Find the line that contains "of the stairway". Copy it and every line after it to the end of the material below, exactly, with no pictures.

(Location labeling records)
>> Begin

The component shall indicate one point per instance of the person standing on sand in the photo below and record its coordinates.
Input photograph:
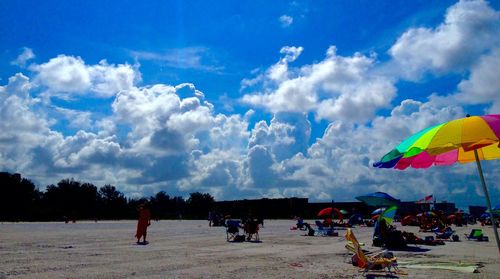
(143, 222)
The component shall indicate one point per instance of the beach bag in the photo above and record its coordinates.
(239, 238)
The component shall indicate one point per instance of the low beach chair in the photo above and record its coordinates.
(381, 261)
(446, 234)
(476, 234)
(232, 229)
(324, 231)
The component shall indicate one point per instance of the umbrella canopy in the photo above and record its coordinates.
(427, 214)
(464, 140)
(408, 219)
(356, 219)
(329, 211)
(378, 210)
(378, 199)
(447, 143)
(388, 214)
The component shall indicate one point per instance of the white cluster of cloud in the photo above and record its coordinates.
(337, 88)
(165, 137)
(67, 76)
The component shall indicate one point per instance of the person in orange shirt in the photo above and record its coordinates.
(143, 223)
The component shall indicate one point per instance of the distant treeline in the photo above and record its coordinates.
(70, 200)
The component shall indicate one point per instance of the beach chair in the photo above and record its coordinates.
(232, 230)
(378, 262)
(446, 234)
(476, 234)
(324, 231)
(251, 229)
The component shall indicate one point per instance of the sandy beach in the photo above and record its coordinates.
(192, 249)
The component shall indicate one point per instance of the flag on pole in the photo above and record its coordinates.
(427, 199)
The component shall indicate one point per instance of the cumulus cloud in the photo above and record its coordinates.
(342, 88)
(469, 30)
(483, 85)
(286, 20)
(24, 57)
(69, 76)
(170, 137)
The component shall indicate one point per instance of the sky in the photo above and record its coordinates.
(243, 99)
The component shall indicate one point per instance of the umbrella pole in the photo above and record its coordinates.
(487, 196)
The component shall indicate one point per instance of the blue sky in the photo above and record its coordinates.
(246, 99)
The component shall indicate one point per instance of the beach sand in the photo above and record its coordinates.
(192, 249)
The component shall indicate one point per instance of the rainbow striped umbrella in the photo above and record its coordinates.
(463, 140)
(447, 143)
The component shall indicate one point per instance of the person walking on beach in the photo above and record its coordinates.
(143, 223)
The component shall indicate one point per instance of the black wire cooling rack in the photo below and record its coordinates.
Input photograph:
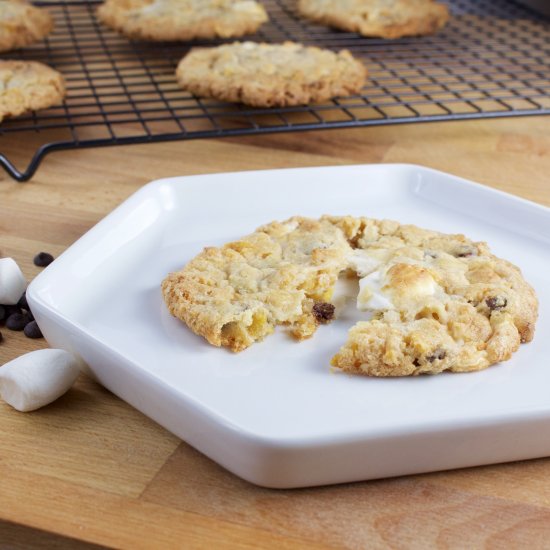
(491, 60)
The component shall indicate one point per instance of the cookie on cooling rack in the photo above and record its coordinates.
(22, 24)
(270, 75)
(378, 18)
(440, 302)
(173, 20)
(28, 86)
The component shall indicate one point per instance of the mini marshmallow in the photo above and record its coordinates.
(38, 378)
(12, 282)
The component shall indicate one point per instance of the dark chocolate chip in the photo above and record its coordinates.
(17, 321)
(32, 330)
(43, 259)
(437, 355)
(10, 310)
(495, 303)
(323, 312)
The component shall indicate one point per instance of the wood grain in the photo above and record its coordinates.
(91, 468)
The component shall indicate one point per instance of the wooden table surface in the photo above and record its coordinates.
(90, 470)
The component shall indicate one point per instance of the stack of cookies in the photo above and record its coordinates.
(256, 74)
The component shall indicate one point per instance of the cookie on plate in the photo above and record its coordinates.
(378, 18)
(21, 24)
(28, 86)
(440, 302)
(433, 302)
(270, 75)
(173, 20)
(282, 274)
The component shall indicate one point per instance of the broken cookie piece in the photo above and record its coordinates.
(282, 274)
(439, 302)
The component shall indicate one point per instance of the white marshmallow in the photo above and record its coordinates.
(371, 293)
(12, 282)
(362, 262)
(38, 378)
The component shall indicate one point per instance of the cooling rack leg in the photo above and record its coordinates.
(26, 175)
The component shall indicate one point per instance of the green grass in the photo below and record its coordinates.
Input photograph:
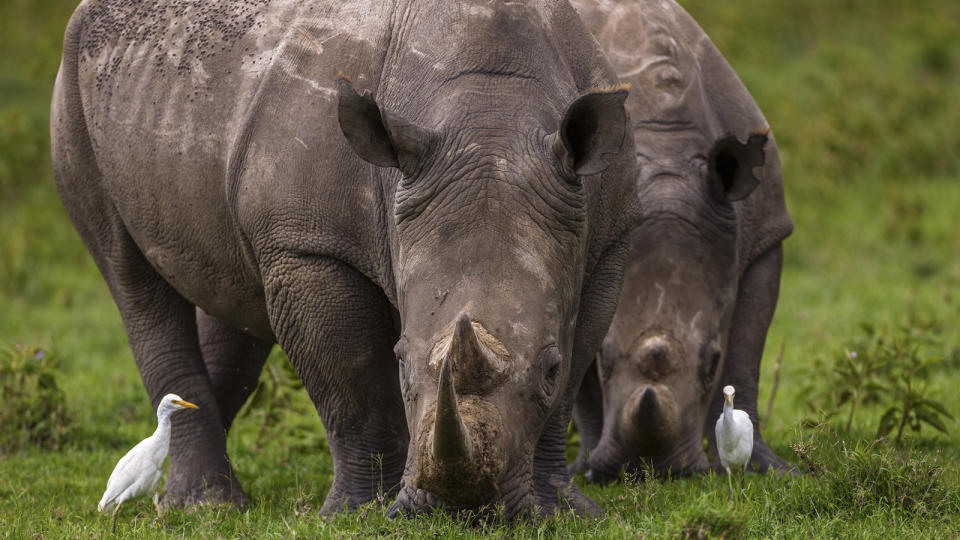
(863, 96)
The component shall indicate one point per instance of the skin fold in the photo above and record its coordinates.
(704, 267)
(425, 204)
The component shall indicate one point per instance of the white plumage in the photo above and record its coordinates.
(734, 432)
(138, 473)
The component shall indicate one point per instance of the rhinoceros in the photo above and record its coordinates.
(424, 203)
(703, 277)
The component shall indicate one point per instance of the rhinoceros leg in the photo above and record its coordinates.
(756, 302)
(234, 360)
(555, 489)
(337, 328)
(160, 324)
(588, 415)
(161, 327)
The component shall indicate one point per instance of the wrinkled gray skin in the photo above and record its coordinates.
(704, 271)
(466, 227)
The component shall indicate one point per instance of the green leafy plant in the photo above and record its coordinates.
(888, 368)
(856, 377)
(905, 378)
(279, 406)
(34, 410)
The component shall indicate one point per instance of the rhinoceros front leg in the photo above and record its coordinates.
(551, 478)
(588, 416)
(337, 328)
(756, 302)
(161, 327)
(234, 361)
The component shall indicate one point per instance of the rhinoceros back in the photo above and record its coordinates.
(176, 95)
(680, 81)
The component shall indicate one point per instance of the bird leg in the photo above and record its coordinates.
(730, 483)
(156, 506)
(113, 530)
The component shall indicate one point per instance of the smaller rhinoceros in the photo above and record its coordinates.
(703, 277)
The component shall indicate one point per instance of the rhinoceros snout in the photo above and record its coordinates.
(650, 422)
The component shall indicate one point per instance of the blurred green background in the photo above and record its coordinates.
(864, 98)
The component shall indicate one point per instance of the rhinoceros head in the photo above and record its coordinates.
(661, 360)
(491, 232)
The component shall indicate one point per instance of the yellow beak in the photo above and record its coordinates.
(186, 404)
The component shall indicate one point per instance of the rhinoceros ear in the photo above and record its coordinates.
(377, 136)
(593, 126)
(731, 165)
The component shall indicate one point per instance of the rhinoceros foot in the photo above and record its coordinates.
(764, 459)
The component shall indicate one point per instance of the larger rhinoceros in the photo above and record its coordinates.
(462, 226)
(702, 282)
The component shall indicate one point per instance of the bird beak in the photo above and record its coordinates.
(185, 404)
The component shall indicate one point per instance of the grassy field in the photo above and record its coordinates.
(864, 96)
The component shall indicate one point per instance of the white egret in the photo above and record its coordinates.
(138, 472)
(734, 437)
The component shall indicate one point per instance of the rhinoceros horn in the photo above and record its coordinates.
(451, 441)
(650, 422)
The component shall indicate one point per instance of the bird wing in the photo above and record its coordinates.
(126, 479)
(744, 443)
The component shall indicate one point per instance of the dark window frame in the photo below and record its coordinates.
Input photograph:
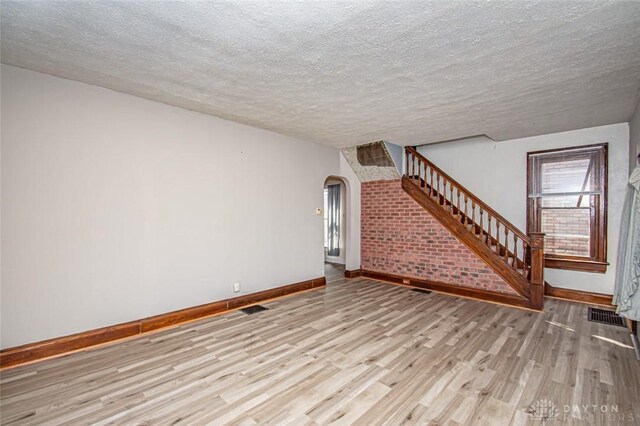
(597, 261)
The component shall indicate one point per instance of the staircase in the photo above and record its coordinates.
(516, 257)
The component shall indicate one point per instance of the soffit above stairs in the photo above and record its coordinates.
(346, 73)
(375, 161)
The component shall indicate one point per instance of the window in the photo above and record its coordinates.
(567, 200)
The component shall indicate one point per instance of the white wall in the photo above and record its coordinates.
(115, 208)
(496, 172)
(634, 137)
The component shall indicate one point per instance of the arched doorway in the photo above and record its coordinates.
(335, 221)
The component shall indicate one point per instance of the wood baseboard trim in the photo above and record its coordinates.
(56, 347)
(468, 292)
(577, 295)
(353, 274)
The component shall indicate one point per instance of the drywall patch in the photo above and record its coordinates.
(371, 173)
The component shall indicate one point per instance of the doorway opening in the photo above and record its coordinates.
(335, 220)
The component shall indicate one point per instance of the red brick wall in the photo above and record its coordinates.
(400, 237)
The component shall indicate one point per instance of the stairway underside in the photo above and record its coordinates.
(469, 234)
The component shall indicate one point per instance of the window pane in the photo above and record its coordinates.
(568, 201)
(567, 231)
(566, 176)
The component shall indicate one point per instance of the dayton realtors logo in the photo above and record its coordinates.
(547, 412)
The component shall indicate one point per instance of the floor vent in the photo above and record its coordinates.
(604, 316)
(249, 310)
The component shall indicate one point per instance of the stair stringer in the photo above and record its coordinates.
(515, 280)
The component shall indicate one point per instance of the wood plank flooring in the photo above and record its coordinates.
(358, 352)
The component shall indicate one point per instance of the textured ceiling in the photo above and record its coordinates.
(347, 73)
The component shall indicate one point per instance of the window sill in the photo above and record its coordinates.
(584, 265)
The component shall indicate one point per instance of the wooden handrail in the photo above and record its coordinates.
(514, 255)
(472, 196)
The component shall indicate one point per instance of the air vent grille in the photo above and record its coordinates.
(250, 310)
(605, 316)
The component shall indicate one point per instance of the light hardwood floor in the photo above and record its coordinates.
(358, 352)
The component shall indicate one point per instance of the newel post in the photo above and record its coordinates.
(537, 270)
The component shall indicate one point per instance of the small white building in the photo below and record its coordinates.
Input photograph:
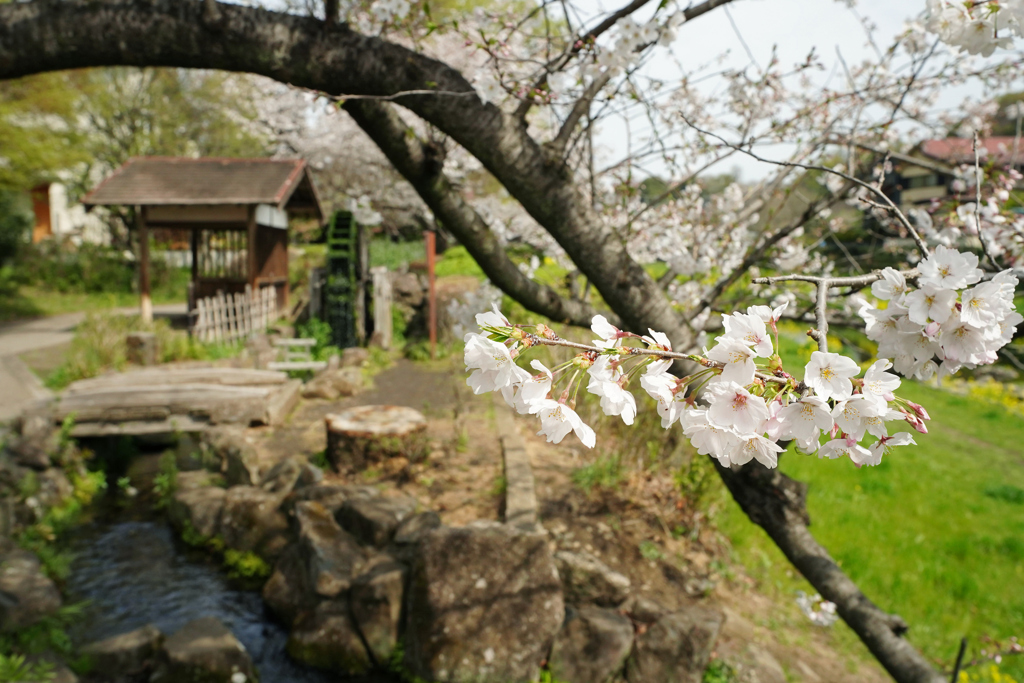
(56, 217)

>> End

-- EXERCISE ANSWER --
The component shall indicate one point per instance of the stairway underside in the photo above and record its coordinates.
(469, 234)
The component shall indicate one point per instance of the window pane in the photo above and record its coordinates.
(568, 201)
(567, 231)
(566, 176)
The component shall indicate one point per instance of the dayton realtors logo in the photo above and record its coordinates.
(547, 412)
The component shall indicate one point per instance of the floor vent in the photo above and record its coordinates.
(604, 316)
(249, 310)
The component shall indicate one point per instance of the stair stringer in the photo above and record its coordinates.
(515, 280)
The component shall indicate one point per instance of the wood plank flooring in the photo above and record its coordinates.
(358, 352)
The component shall indicate one point per instance of the textured ceiling in the photo above and record its coordinates.
(347, 73)
The component shall indicate one point per instance of the window sill in the photo above and record its coordinates.
(584, 265)
The component shall indicate one point per instance of the wooden handrail in the photo above and record its coordinates.
(514, 255)
(472, 196)
The component shall indicate one point per instance of the air vent grille in the photo above and record its coordinates.
(250, 310)
(605, 316)
The component shall indicate one point per instance of the light hardwood floor in the photo above and record its coordinates.
(358, 352)
The component shall indicate one point per instance of the newel post in the photo above and record its coordinates.
(537, 270)
The component shall indicate one point per instance of the small white building in the photo below and record its coordinates.
Input photograph:
(56, 217)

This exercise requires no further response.